• Exercise prompt
Write out, exactly as they appear, only the lines running from the line with "[locate] dark jacket" to the final line of the listing; include both.

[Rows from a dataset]
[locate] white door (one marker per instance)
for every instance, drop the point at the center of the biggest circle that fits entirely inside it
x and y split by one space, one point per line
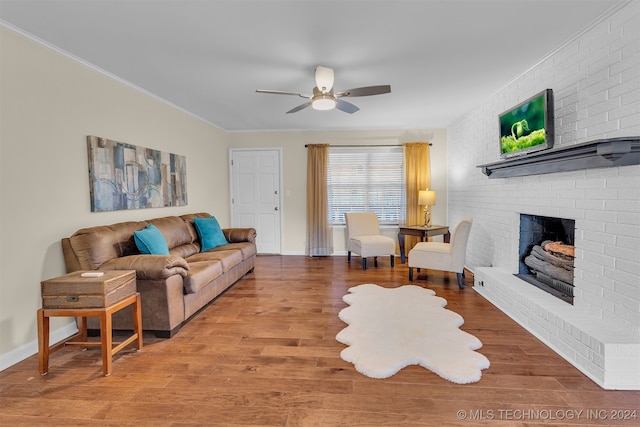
255 195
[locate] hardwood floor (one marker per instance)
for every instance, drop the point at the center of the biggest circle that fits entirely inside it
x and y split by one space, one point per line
265 353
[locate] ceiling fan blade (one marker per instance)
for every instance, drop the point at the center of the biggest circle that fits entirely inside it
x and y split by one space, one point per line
365 91
345 106
299 107
280 92
324 79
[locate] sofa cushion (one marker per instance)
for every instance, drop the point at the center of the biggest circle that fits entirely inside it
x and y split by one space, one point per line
247 249
174 229
210 233
150 241
228 258
200 274
94 246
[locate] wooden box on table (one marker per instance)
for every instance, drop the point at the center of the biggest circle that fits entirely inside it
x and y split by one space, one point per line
74 290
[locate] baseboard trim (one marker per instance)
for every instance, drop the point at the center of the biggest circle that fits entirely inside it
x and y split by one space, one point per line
29 349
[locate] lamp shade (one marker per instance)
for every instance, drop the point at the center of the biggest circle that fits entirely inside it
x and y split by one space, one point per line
427 198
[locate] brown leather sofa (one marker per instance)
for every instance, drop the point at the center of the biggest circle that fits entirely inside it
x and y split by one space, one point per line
172 287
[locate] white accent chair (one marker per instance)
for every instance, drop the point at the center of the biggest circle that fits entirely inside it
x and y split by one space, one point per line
364 238
443 256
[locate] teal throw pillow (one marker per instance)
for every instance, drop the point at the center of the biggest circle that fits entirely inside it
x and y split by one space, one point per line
150 241
210 233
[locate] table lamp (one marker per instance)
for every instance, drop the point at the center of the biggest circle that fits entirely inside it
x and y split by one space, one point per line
427 198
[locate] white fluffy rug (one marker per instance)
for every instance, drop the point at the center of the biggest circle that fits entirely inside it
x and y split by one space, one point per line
390 328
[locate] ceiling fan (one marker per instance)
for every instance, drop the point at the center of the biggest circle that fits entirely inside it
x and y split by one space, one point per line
325 98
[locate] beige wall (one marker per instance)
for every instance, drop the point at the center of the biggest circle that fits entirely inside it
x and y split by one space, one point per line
48 105
295 175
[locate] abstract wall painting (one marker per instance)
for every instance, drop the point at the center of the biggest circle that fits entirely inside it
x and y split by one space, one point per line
124 176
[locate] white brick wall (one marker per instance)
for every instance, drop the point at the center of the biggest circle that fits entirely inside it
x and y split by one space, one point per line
596 84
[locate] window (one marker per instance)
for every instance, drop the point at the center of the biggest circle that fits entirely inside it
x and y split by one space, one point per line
366 179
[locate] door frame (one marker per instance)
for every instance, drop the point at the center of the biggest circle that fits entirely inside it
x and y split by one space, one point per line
279 151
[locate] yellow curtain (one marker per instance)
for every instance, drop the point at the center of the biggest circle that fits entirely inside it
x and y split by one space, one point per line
417 177
319 233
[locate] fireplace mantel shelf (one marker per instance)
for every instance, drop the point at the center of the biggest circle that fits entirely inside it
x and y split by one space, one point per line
602 153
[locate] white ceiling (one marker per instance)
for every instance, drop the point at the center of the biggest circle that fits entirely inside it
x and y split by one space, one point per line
441 57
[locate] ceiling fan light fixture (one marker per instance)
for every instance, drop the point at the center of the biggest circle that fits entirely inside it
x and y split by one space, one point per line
323 102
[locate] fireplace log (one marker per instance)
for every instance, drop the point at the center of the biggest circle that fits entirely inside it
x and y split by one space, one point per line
564 287
559 248
545 256
549 269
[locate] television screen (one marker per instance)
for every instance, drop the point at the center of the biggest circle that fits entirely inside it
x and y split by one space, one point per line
528 126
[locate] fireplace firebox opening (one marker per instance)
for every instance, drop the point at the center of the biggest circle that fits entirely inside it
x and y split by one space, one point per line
546 254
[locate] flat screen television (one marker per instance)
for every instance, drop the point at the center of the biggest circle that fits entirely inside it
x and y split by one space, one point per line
527 127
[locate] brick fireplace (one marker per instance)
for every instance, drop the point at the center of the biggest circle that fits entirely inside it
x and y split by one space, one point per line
546 253
594 79
598 333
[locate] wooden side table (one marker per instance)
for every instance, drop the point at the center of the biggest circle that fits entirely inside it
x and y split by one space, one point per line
423 232
109 348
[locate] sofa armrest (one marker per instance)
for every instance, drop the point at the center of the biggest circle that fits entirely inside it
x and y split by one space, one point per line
150 267
237 235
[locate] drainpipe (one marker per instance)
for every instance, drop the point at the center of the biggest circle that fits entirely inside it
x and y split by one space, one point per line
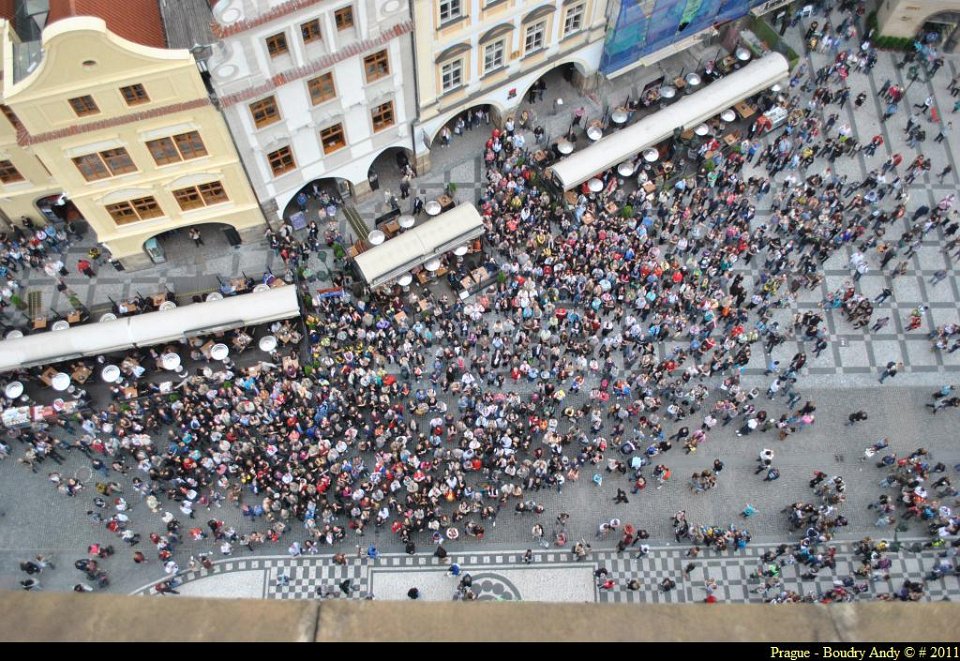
416 84
216 104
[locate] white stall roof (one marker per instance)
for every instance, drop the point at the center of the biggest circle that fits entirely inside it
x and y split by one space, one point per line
150 328
686 113
405 251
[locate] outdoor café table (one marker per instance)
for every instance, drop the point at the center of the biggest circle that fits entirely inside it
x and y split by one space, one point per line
81 374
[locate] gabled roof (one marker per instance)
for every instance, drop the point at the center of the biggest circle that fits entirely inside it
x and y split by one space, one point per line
135 20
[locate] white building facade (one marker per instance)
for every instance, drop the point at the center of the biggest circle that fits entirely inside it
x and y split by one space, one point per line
490 52
314 90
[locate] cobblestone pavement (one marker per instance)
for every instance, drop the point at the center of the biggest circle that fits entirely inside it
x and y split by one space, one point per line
33 518
503 575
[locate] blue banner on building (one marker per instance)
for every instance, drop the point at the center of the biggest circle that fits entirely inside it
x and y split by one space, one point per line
645 26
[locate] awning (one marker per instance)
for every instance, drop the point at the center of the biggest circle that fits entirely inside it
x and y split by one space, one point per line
688 112
405 251
149 328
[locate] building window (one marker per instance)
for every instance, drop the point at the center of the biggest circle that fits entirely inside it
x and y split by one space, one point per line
451 75
9 173
310 31
264 112
383 116
343 18
376 66
449 10
84 105
118 161
321 88
91 167
134 94
573 21
142 208
11 117
190 145
108 163
332 138
204 195
281 161
180 147
493 56
534 39
277 44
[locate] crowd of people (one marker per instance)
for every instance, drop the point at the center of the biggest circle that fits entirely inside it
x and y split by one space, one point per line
427 428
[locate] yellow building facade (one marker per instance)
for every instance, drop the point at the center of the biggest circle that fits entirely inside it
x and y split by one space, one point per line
129 133
25 184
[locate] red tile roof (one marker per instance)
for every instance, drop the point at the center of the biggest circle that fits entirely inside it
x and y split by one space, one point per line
136 20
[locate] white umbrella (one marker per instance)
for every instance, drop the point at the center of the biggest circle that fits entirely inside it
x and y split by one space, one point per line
267 343
170 361
110 374
13 390
60 381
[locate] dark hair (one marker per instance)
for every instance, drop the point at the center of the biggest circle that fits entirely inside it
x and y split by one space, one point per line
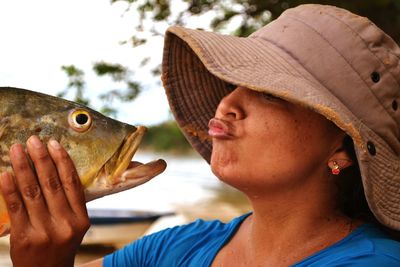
351 197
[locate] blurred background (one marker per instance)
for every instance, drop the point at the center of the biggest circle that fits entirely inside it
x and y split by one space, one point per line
106 54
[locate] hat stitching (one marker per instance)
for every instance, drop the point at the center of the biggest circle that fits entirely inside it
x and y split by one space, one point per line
372 91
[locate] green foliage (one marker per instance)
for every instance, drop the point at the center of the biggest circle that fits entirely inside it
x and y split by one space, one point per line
75 80
249 15
166 137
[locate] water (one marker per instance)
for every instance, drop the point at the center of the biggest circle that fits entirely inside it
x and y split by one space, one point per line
186 181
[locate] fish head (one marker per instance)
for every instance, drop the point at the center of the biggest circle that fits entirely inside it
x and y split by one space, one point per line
100 147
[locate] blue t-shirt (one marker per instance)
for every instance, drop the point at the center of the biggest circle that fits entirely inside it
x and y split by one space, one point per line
197 244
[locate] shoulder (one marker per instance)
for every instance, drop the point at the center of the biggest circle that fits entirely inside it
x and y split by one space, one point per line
177 246
366 246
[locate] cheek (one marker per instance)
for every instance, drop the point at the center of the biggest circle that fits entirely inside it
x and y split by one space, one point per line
224 157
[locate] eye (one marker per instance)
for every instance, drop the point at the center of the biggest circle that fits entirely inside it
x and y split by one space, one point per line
79 120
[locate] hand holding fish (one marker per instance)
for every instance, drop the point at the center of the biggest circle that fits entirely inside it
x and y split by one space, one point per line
47 210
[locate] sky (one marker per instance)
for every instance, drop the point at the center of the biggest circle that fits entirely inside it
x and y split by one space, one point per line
38 37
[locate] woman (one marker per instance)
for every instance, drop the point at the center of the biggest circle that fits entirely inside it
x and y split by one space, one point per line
306 88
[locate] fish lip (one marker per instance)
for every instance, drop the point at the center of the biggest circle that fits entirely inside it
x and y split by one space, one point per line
220 129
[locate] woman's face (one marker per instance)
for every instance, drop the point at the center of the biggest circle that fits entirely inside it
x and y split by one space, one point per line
261 142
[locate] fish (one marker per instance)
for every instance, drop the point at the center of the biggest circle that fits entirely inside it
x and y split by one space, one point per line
100 147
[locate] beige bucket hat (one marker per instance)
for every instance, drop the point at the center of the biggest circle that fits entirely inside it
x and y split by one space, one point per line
337 63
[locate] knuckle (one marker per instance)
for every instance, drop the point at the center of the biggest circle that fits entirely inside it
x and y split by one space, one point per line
14 206
41 154
63 156
22 167
54 184
32 191
42 240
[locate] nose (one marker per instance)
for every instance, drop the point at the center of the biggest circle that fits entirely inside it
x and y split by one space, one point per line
231 106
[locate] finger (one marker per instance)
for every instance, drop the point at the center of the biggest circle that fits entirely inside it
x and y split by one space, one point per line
15 206
27 184
69 177
48 177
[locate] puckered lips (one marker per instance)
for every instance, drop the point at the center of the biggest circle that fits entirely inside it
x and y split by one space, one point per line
220 129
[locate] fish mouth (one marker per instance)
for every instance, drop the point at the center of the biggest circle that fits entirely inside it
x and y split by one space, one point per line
119 173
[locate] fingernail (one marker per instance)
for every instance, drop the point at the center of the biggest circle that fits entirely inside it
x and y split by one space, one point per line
35 141
6 182
54 144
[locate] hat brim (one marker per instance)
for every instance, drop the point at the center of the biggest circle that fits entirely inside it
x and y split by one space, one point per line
199 66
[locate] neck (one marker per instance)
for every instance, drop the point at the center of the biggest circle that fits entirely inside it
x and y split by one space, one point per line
305 219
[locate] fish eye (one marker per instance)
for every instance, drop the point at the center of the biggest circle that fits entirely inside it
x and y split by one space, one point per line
79 120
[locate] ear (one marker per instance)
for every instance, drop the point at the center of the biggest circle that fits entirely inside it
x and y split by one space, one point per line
340 156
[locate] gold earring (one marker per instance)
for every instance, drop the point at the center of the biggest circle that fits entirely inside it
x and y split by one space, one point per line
335 168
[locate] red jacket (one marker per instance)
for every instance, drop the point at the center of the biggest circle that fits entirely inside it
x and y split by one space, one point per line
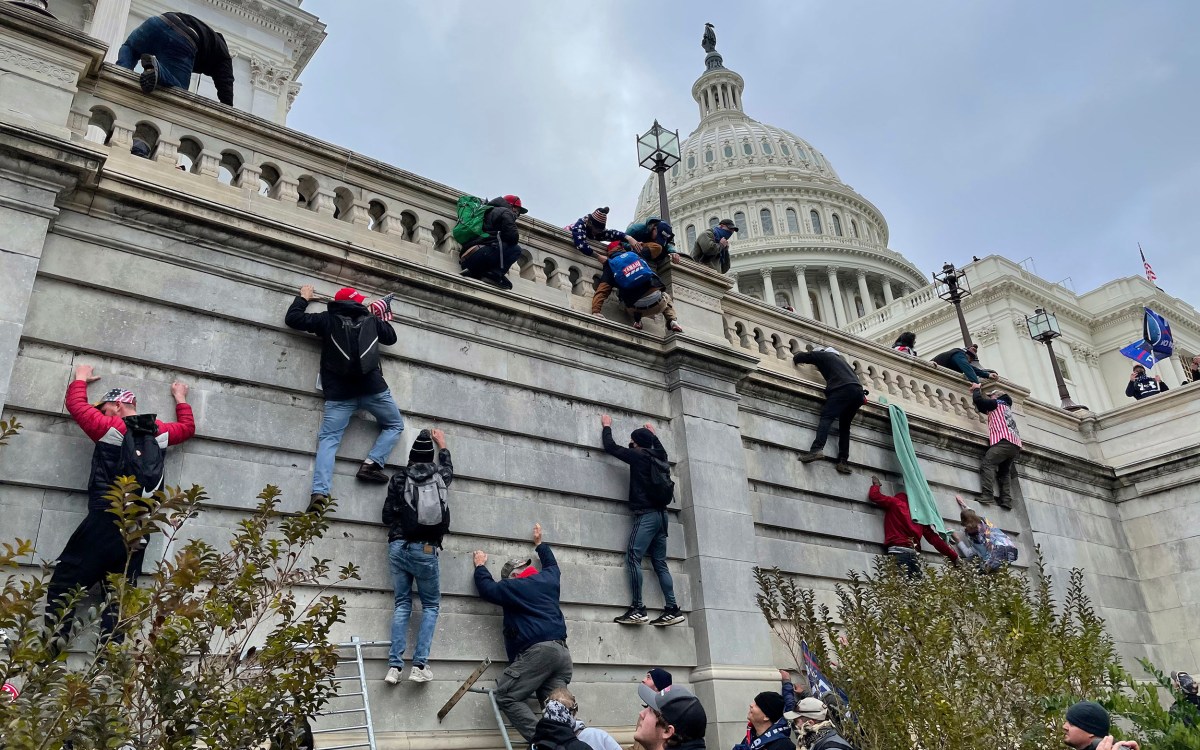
899 528
108 432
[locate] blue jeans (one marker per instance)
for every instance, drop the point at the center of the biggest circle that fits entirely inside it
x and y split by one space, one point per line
409 563
965 366
333 425
175 53
649 534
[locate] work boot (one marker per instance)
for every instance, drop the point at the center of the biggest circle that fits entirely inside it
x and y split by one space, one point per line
372 473
633 616
149 78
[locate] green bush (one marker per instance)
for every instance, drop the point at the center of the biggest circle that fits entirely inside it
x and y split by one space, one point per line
178 676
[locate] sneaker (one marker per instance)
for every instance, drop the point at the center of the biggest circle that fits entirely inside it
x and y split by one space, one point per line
420 675
372 473
149 78
633 616
671 616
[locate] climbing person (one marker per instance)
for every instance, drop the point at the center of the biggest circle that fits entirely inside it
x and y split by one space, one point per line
534 631
673 719
639 287
418 517
351 379
814 727
906 343
172 47
766 725
490 256
127 444
593 227
1143 385
659 232
901 534
712 247
983 540
844 397
651 491
1003 445
965 361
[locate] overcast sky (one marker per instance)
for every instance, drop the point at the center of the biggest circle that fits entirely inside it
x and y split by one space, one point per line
1063 131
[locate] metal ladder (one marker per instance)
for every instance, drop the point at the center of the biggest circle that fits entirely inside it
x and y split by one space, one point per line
357 645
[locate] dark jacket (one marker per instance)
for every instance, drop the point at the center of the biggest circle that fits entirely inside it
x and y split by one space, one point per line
639 460
532 613
213 57
551 735
340 387
1144 387
400 517
502 221
108 433
834 369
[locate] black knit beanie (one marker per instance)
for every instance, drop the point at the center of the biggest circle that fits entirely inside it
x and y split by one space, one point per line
771 705
423 449
1090 717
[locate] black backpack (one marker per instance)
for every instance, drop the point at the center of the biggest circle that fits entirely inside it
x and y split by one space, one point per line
661 487
357 341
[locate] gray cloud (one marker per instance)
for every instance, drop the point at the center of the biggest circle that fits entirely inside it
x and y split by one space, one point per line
1065 132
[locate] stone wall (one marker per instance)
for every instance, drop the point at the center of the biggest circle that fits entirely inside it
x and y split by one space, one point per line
153 274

• Solution to this problem
[locate] dark jacket (one marker per instance)
for every instance, drop the point at the center of the biggest circle that fits entirely inside it
x and y split by one space, one point per line
639 460
532 613
213 57
551 735
340 387
1144 387
400 517
502 221
108 433
834 369
[locate] black knit beanie (one marker per instance)
for every instance, drop the point at the center of the biggest circle that fits entirely inside it
x and y split by one space, one point per line
771 705
423 449
1090 717
[locate] black backpack (one marker per instance)
for every instance, drop the point at the center of the biggest circle that fits entirely inside it
x and y split by one space, one point per line
661 487
357 341
[locate] gray cloud (one marker per instance)
for every instance, drop the point at the center of the biggest circle that fits entirely inside it
x and y split by one space, one point per line
1065 132
[locate] stone wall (one marker per instance)
for every instance, drop the point at the center of the biggest circle that fits entirely inside it
x and y split by one space, one point per line
153 274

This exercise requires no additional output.